EXERCISE
Print all of the entries exactly, minus the pictures.

______________________________

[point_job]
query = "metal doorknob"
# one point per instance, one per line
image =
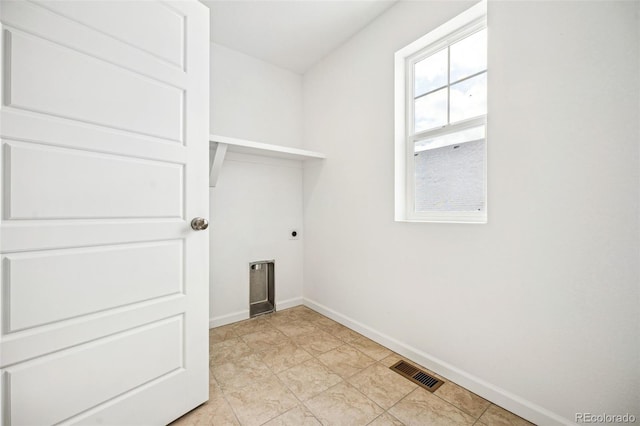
(199, 223)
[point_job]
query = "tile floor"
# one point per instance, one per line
(297, 367)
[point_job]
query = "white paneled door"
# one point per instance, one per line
(104, 127)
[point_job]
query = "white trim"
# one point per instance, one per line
(493, 393)
(259, 148)
(244, 314)
(229, 318)
(289, 303)
(449, 32)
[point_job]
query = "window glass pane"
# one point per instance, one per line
(469, 56)
(450, 178)
(431, 73)
(431, 111)
(466, 135)
(469, 98)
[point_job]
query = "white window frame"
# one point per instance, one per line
(467, 23)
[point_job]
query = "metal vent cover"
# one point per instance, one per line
(416, 375)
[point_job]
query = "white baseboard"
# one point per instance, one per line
(244, 314)
(289, 303)
(495, 394)
(228, 318)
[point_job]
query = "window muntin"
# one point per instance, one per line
(450, 85)
(441, 109)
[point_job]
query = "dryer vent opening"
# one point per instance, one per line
(261, 287)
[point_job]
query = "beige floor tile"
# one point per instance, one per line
(309, 379)
(324, 322)
(280, 319)
(318, 342)
(497, 416)
(370, 348)
(421, 408)
(240, 372)
(263, 340)
(227, 350)
(343, 405)
(343, 333)
(284, 356)
(345, 360)
(296, 328)
(382, 385)
(297, 416)
(261, 401)
(386, 419)
(253, 325)
(304, 313)
(465, 400)
(222, 333)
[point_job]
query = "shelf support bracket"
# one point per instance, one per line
(217, 151)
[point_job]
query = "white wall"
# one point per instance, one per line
(257, 200)
(538, 309)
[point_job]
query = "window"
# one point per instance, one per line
(441, 120)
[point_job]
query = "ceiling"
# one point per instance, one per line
(293, 34)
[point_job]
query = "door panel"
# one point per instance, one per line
(104, 163)
(49, 78)
(88, 375)
(162, 35)
(49, 286)
(42, 182)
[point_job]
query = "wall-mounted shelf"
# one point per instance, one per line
(219, 145)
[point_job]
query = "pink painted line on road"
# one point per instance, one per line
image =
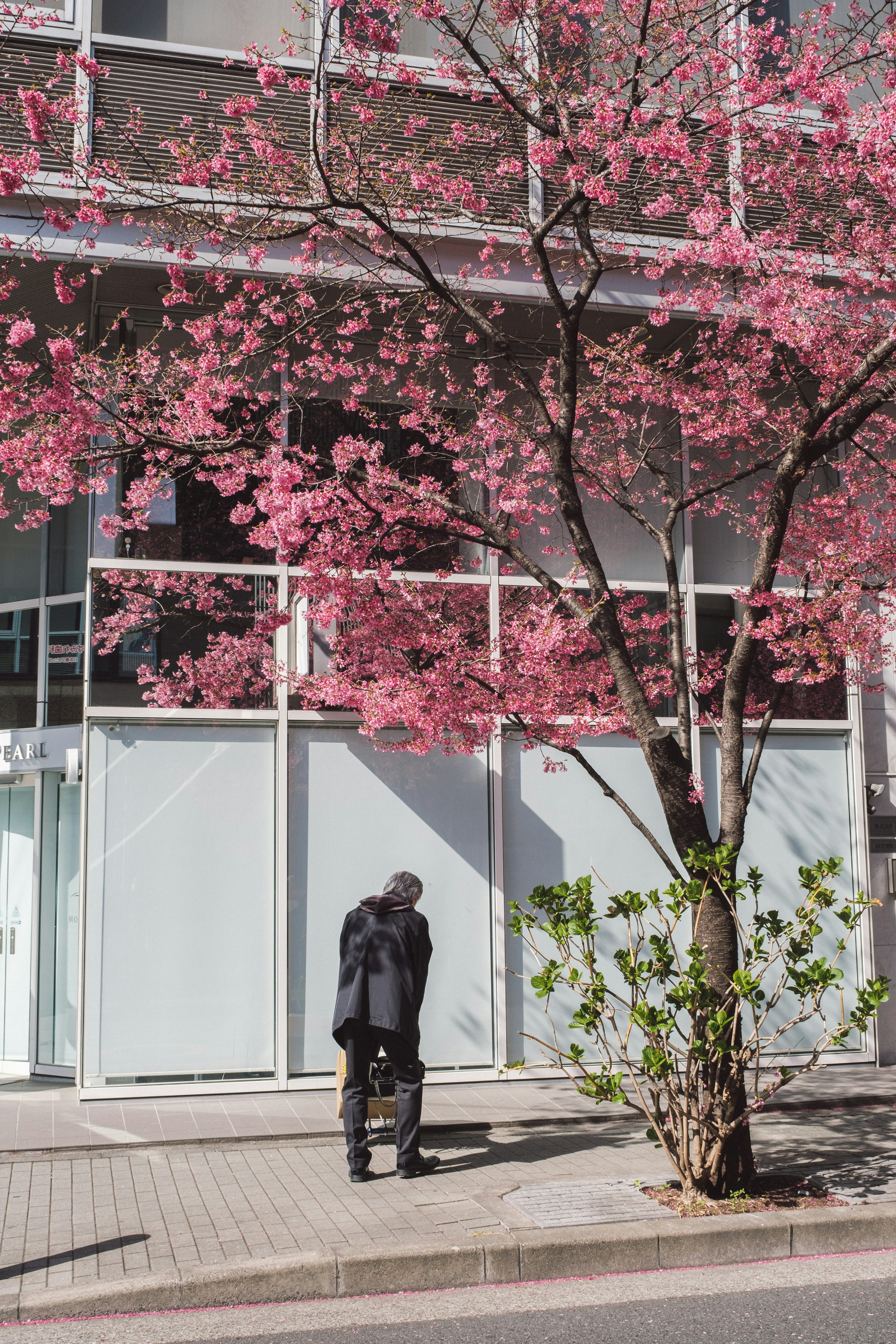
(429, 1292)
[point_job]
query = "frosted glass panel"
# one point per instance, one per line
(561, 827)
(358, 814)
(60, 912)
(17, 886)
(812, 773)
(181, 904)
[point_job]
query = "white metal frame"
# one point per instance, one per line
(283, 718)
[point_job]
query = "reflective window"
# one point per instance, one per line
(179, 974)
(65, 663)
(19, 560)
(19, 670)
(717, 613)
(167, 630)
(68, 552)
(357, 815)
(60, 912)
(228, 25)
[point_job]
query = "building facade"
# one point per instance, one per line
(172, 882)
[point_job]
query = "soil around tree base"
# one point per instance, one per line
(763, 1195)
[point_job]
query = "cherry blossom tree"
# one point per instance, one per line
(414, 261)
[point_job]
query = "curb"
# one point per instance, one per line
(508, 1257)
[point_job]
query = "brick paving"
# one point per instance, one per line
(72, 1218)
(46, 1115)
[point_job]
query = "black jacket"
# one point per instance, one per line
(383, 960)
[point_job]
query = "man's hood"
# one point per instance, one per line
(385, 905)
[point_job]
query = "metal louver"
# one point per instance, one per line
(56, 152)
(166, 89)
(639, 190)
(385, 144)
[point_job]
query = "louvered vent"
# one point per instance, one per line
(41, 57)
(166, 89)
(640, 190)
(766, 207)
(382, 148)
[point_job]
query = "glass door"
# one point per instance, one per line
(17, 885)
(60, 910)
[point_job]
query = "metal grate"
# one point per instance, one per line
(385, 144)
(28, 64)
(166, 89)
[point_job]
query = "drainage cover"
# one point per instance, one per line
(571, 1204)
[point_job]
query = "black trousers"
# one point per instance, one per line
(362, 1046)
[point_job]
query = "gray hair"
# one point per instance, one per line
(405, 885)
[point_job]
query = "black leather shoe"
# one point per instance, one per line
(422, 1167)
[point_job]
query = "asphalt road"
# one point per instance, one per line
(825, 1300)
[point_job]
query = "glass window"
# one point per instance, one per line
(167, 626)
(721, 553)
(65, 663)
(19, 560)
(68, 557)
(60, 910)
(812, 701)
(179, 974)
(17, 898)
(228, 25)
(357, 815)
(190, 518)
(19, 670)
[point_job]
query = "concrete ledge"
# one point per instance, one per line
(592, 1249)
(702, 1241)
(140, 1294)
(399, 1269)
(828, 1232)
(502, 1257)
(281, 1279)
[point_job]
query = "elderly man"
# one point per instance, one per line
(383, 959)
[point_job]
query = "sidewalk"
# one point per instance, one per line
(99, 1220)
(46, 1116)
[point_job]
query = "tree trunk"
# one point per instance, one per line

______________________________

THE COMPLETED TASK
[point_job]
query = "metal doorknob"
# one point per instance, one per line
image =
(199, 223)
[point_job]
query = "tile floor"
# one point per instance, one per line
(297, 367)
[point_job]
query = "white paneled door"
# one point per instance, one per line
(104, 127)
[point_job]
query = "white trim"
# one point per instance, one per line
(493, 393)
(259, 148)
(244, 314)
(229, 318)
(289, 303)
(449, 32)
[point_job]
query = "window glass pane"
# one point per instance, one per line
(469, 56)
(450, 178)
(431, 73)
(431, 111)
(466, 135)
(469, 98)
[point_job]
query = "white window frame"
# one point per instance, one per line
(467, 23)
[point_job]
query = "metal vent cover"
# one point per instance, one per line
(416, 375)
[point_job]
query = "white baseboard"
# one point per instance, one per line
(244, 314)
(289, 303)
(495, 394)
(228, 318)
[point_job]
query = "window muntin"
# one point per instance, one per line
(450, 85)
(441, 109)
[point_job]
query = "dryer vent opening"
# one point per instance, one per line
(261, 287)
[point_job]
query = "beige floor tile"
# one point per instance, one per line
(309, 379)
(324, 322)
(280, 319)
(318, 342)
(497, 416)
(370, 348)
(421, 408)
(240, 372)
(263, 340)
(227, 350)
(343, 405)
(343, 333)
(284, 356)
(345, 360)
(296, 328)
(382, 385)
(297, 416)
(261, 401)
(386, 419)
(253, 325)
(304, 313)
(465, 400)
(222, 333)
[point_job]
query = "shelf support bracket"
# one point per instance, one per line
(217, 151)
[point_job]
query = "white wall"
# one point per instance, one per line
(257, 200)
(538, 309)
[point_job]
query = "window"
# one point per instance, one per line
(441, 120)
[point_job]
query = "ceiling"
# one point per instance, one per line
(293, 34)
[point_job]
query = "door panel"
# one point per instance, one per line
(104, 163)
(49, 78)
(88, 375)
(162, 35)
(49, 286)
(42, 182)
[point_job]
query = "wall-mounted shelf"
# one point per instance, one per line
(219, 145)
[point_job]
query = "pink painted line on road"
# one point per instance, one per line
image =
(429, 1292)
[point_job]
query = "frosted glass panel"
# one point per instance, one per line
(561, 827)
(358, 814)
(60, 912)
(17, 886)
(812, 773)
(181, 904)
[point_job]
query = "white metal frame"
# one point per instance, one per line
(283, 718)
[point_job]
query = "reflective window"
# one point per instance, one per line
(179, 974)
(65, 663)
(19, 560)
(19, 670)
(717, 613)
(167, 630)
(68, 552)
(357, 815)
(60, 912)
(228, 25)
[point_job]
query = "building facade"
# one point per instance, one per line
(172, 882)
[point_job]
query = "soil around tree base"
# one point per instance, one per line
(763, 1195)
[point_job]
query = "cherry blossom tree"
# one point per instance, one per line
(414, 261)
[point_job]
query = "curb"
# one point per instance, one per line
(508, 1257)
[point_job]
query = "brick paving"
# one point per instance, one per line
(72, 1218)
(46, 1115)
[point_job]
query = "black jacket"
# one point per instance, one per line
(383, 960)
[point_job]
query = "man's hood"
# one point per instance, one per line
(385, 905)
[point_job]
query = "metal louver"
# one point per instance, one per line
(56, 152)
(166, 89)
(639, 190)
(385, 144)
[point_job]
query = "louvered vent"
# one point per instance, one per line
(41, 57)
(166, 89)
(640, 190)
(766, 207)
(382, 148)
[point_job]
query = "glass door"
# one point per instance, one per line
(17, 885)
(60, 910)
[point_job]
query = "metal grate"
# one point per instance, one per line
(385, 144)
(28, 64)
(166, 89)
[point_job]
query = "drainage cover"
# one point per instance, one per line
(571, 1204)
[point_job]
query = "black trousers"
# one point per instance, one per line
(362, 1046)
[point_job]
query = "gray hair"
# one point per instance, one per line
(405, 885)
[point_job]
query = "black leather shoe"
# one point per instance, one per line
(422, 1167)
[point_job]
query = "asphalt road"
# one point per instance, one per line
(825, 1300)
[point_job]
query = "glass window"
# one point per instance, one per line
(167, 626)
(721, 553)
(65, 663)
(19, 560)
(68, 557)
(60, 910)
(812, 701)
(179, 974)
(17, 898)
(228, 25)
(357, 815)
(190, 518)
(19, 670)
[point_job]
query = "concrete ledge"
# one point per instance, one per line
(592, 1249)
(702, 1241)
(140, 1294)
(399, 1269)
(828, 1232)
(502, 1257)
(281, 1279)
[point_job]
query = "elderly man"
# one point per instance, one per line
(383, 959)
[point_job]
query = "sidewalk"
# one point per instance, one per line
(99, 1220)
(46, 1116)
[point_job]
query = "tree trunk"
# one point per instance, one per line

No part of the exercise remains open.